• Page text:
Akeana unveils 10 RISC-V cores suitable for microcontrollers up to data center chips

Founded about three years ago, Akeana has just officially launched and announced three 32-bit and 64-bit RISC-V processor lines and SoC IP with the Akeana 100 series for 32-bit microcontrollers, the Akeana 1000 series for 64-bit processors with MMU, and the Akeana 5000 series with much higher single-thread performance and designed for laptops, data centers, and cloud infrastructure.

The company also introduced Scalable Coherent Interconnect, Interrupt Controller, and IOMMU IP for building out compute subsystems based on the aforementioned RISC-V cores,  as well as AI-targeted Vector RISC-V Cores and Matrix Computation IP. The design team is said to have previously worked on Marvell’s ThunderX2 server chips.

Akeana 100 Series

The Akeana 100 Series is a line of highly configurable processors with 32-bit RISC-V cores that support applications from embedded microcontrollers to edge gateways, to personal computing devices.

Four Akeana 100 RISC-V cores are available

• Akeana 110 for area- and power-constrained microcontrollers
  • L1 I-cache: 8 KB/core
  • RV32IMAC_Zicsr_Zifencei_Zicbo instruction set
  • Up to 32 bits Physical Address range
  • 4-stage, in-order pipeline
  • Single-width instruction issue
  • ICCM: 16 KB/core
  • DCCM: 16 KB/core
• Akeana 120, 130, 140
  • Common features
    • L1 I-cache: 16 KB/core
    • RV32IMAC_Zicsr_Zifencei_Zicbo instruction set
    • Up to 32 bits Physical Address range
    • Physical Memory Protection (PMP) with 8 entries
  • Akeana 120 for area- and power-constrained microcontrollers
    • 5-stage, in-order pipeline
    • Single-width instruction issue
    • ICCM: 64 KB/core
    • DCCM: 64 KB/core
  • Akeana 130 for microcontrollers
    • 9-stage, in-order pipeline
    • Dual instruction issue
    • ICCM: 64 KB/core
    • DCCM: 64 KB/core
    • Branch predictor
    • Secondary ALU for enhanced performance
  • Akeana 140 for enhanced performance microcontrollers
    • 9-stage, in-order pipeline
    • Dual instruction issue
    • L1 D-cache: 16 KB/core
    • ICCM: 512 KB/core
    • DCCM: 512 KB/core
    • Branch predictor
    • Secondary ALU for enhanced performance

Akeana 1000 Series

Akeana 1000 Series is a processor line that includes 64-bit RISC-V cores and an MMU to support rich operating systems while maintaining low power and requiring low die area. These processors support in-order or out-of-order pipelines, multi-threading, vector extension, hypervisor extension, and other extensions that are part of recent and upcoming RISC-V profiles (e.g. RVA23), as well as optional AI computation extensions.

• Supplied records:
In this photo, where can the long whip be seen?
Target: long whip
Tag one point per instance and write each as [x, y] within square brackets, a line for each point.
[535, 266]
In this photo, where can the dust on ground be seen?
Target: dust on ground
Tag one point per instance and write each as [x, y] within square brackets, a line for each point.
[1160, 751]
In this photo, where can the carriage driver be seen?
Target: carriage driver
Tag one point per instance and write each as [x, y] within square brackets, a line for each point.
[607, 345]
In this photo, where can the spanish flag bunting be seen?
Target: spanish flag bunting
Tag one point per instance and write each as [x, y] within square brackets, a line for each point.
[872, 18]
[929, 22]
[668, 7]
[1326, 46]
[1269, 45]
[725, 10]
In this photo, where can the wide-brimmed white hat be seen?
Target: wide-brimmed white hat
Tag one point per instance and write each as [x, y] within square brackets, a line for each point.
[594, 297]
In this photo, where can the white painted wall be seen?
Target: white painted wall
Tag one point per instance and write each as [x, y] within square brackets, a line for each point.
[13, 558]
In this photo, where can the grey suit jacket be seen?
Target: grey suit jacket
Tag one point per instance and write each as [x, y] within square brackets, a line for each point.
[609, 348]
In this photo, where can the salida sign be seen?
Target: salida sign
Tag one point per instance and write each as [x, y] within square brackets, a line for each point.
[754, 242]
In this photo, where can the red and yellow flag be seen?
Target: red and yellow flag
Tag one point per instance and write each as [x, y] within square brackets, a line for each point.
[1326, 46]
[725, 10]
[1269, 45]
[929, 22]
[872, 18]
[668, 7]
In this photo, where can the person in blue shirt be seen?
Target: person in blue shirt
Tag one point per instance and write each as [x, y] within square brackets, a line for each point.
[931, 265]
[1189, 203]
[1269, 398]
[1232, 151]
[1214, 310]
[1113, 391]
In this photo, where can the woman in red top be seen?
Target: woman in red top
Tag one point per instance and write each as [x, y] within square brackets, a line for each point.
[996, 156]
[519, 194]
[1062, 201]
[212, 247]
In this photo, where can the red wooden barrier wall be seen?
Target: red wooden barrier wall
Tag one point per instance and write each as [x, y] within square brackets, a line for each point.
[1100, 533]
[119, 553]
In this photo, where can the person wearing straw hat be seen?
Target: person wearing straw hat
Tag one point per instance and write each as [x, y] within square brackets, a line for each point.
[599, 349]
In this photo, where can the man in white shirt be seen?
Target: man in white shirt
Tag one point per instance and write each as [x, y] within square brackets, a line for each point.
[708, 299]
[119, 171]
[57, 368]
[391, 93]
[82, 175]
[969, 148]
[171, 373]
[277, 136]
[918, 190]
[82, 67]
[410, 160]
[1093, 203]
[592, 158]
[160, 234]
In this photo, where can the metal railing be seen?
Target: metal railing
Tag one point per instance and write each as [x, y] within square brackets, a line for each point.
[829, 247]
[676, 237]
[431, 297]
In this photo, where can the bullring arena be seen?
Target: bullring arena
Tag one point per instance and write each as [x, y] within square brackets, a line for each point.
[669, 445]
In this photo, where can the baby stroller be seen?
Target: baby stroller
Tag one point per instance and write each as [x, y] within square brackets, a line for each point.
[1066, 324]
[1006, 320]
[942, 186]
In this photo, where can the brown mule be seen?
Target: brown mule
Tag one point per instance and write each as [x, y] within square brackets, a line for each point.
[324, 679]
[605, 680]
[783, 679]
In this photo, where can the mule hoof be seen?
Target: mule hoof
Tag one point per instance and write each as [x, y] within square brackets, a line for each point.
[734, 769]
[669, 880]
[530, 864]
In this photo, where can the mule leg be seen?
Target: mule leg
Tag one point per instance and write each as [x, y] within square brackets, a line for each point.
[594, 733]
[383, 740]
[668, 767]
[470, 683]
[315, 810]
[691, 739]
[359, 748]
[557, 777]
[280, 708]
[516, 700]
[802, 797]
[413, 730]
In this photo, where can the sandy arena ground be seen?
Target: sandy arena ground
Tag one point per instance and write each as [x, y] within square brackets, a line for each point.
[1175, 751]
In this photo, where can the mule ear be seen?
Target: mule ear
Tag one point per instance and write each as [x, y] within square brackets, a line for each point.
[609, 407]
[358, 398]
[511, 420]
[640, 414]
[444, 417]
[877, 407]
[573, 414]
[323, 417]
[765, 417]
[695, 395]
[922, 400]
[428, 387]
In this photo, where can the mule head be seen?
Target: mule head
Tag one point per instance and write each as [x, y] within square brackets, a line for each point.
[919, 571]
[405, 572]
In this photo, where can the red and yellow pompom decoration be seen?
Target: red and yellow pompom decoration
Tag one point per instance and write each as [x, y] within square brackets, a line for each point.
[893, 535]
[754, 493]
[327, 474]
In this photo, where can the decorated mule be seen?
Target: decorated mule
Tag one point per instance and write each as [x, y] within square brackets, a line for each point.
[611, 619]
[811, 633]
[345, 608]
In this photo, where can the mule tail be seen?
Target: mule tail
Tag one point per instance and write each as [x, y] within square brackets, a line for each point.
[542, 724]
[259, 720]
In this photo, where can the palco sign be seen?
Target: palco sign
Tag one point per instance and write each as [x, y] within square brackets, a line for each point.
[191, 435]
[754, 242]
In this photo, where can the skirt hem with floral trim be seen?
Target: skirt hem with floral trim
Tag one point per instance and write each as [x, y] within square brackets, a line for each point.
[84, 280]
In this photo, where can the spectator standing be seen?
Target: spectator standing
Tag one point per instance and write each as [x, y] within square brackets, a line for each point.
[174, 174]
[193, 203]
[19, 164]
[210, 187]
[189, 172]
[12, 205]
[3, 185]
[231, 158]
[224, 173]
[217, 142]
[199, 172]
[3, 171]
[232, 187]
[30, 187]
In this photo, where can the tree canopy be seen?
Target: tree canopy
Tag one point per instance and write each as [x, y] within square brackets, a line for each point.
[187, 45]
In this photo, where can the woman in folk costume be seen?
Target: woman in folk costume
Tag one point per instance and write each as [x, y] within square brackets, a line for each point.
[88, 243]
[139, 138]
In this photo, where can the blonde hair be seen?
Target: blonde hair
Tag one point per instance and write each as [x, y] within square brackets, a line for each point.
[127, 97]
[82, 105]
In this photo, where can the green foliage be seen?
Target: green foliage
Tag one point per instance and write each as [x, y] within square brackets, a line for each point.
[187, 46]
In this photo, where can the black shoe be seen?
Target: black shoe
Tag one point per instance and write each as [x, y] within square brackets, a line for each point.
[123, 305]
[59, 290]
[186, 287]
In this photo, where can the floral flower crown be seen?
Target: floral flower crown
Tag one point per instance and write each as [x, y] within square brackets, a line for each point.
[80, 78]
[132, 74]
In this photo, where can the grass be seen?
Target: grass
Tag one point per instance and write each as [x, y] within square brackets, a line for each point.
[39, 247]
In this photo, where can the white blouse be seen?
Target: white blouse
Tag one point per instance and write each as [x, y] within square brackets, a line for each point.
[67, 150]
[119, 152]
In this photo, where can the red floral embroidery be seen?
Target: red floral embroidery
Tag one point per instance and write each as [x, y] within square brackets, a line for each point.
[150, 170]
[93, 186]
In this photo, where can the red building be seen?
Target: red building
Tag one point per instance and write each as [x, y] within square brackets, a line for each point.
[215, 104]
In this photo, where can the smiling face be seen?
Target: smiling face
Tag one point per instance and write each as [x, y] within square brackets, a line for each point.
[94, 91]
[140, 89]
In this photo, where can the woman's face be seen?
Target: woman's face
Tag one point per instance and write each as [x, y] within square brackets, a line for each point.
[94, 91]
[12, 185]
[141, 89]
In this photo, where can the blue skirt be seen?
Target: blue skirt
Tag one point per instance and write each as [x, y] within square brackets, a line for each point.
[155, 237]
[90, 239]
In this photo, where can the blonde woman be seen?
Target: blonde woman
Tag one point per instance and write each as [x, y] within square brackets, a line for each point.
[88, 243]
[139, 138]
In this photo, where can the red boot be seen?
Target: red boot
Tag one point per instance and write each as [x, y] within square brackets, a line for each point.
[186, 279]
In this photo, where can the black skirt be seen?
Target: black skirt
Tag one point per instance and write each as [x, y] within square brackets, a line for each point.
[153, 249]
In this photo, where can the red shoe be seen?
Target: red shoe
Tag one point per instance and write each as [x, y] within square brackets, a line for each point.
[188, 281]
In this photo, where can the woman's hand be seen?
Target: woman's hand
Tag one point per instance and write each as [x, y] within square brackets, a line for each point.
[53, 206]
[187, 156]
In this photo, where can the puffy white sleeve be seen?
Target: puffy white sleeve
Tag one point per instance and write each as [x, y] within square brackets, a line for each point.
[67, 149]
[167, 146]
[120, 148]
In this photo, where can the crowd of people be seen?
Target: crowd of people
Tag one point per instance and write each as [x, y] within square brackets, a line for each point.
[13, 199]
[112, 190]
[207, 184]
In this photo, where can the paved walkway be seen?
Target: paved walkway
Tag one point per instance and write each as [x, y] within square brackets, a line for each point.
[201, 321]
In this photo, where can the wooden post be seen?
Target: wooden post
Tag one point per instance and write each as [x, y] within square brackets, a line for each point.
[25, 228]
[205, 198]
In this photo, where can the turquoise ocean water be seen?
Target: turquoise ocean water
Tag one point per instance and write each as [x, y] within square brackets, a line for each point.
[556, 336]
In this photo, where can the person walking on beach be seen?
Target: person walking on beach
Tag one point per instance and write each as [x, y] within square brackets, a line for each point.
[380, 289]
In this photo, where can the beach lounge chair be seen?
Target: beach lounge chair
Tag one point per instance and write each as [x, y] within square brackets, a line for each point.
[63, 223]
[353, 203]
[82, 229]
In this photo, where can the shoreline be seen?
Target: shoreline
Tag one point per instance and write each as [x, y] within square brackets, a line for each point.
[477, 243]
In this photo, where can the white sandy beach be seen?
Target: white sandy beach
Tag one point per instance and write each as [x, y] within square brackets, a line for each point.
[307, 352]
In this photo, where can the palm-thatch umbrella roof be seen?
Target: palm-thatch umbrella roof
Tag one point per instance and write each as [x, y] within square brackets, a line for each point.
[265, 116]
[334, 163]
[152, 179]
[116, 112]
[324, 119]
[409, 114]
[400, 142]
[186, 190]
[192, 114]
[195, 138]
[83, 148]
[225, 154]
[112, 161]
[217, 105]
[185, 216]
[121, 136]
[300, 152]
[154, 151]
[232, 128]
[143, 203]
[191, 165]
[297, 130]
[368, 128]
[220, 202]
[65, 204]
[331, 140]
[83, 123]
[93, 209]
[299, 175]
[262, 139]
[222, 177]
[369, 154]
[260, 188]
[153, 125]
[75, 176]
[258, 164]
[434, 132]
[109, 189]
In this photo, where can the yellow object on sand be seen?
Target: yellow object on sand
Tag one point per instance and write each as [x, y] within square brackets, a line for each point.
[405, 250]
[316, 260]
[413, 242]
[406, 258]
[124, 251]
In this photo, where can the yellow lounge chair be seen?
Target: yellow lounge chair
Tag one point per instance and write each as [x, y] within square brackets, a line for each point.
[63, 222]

• Given request A:
From the Akeana article, return the passage between "The company also" and "ThunderX2 server chips.", inclusive, copied word for word.
• Given request B:
Which cores in the Akeana 100 Series does the Akeana article list by model name?

• Task result A:
The company also introduced Scalable Coherent Interconnect, Interrupt Controller, and IOMMU IP for building out compute subsystems based on the aforementioned RISC-V cores,  as well as AI-targeted Vector RISC-V Cores and Matrix Computation IP. The design team is said to have previously worked on Marvell’s ThunderX2 server chips.

• Task result B:
Akeana 110
Akeana 120
Akeana 130
Akeana 140